▶ Goal of the exercise:
Copy the scope and content note on the Joshua Slocum papers word for word, from "Series II. Letters" up to and including "the Peabody Museum.".

Scope and Content Note

The Joshua Slocum papers contain letters, mostly to his publisher. The collection has been organized into three series.

Series I. Letters to Publisher includes letters to his publisher prior to setting out in Spray.

Series II. Letters from Spray includes letters and an annotated letter to his publisher while aboard Spray during his circumnavigation voyage.

Series III. Miscellaneous Materials includes a letter to Roberts Brothers Publishers, a newspaper clipping of a photograph purported to be of Spray's wheel, and a letter from B. A. Slocum to Lawrence W. Jenkins regarding the donation of some shells to the Peabody Museum.

Dates

  • Creation: 1894-1897, 1941-1945

Creator

Restrictions on Access

This collection is open for research use.

▶ Data block:
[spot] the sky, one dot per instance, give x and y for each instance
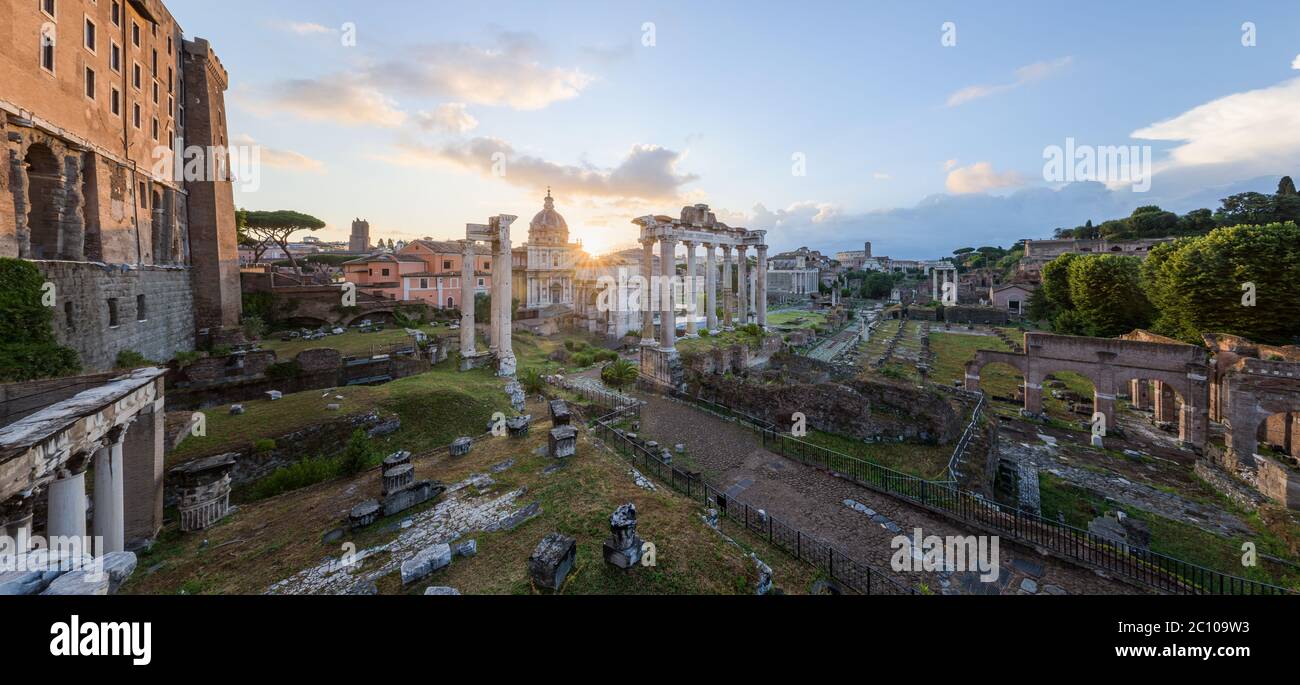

▶ Response for this exercise:
Series II. Letters from Spray includes letters and an annotated letter to his publisher while aboard Spray during his circumnavigation voyage.

Series III. Miscellaneous Materials includes a letter to Roberts Brothers Publishers, a newspaper clipping of a photograph purported to be of Spray's wheel, and a letter from B. A. Slocum to Lawrence W. Jenkins regarding the donation of some shells to the Peabody Museum.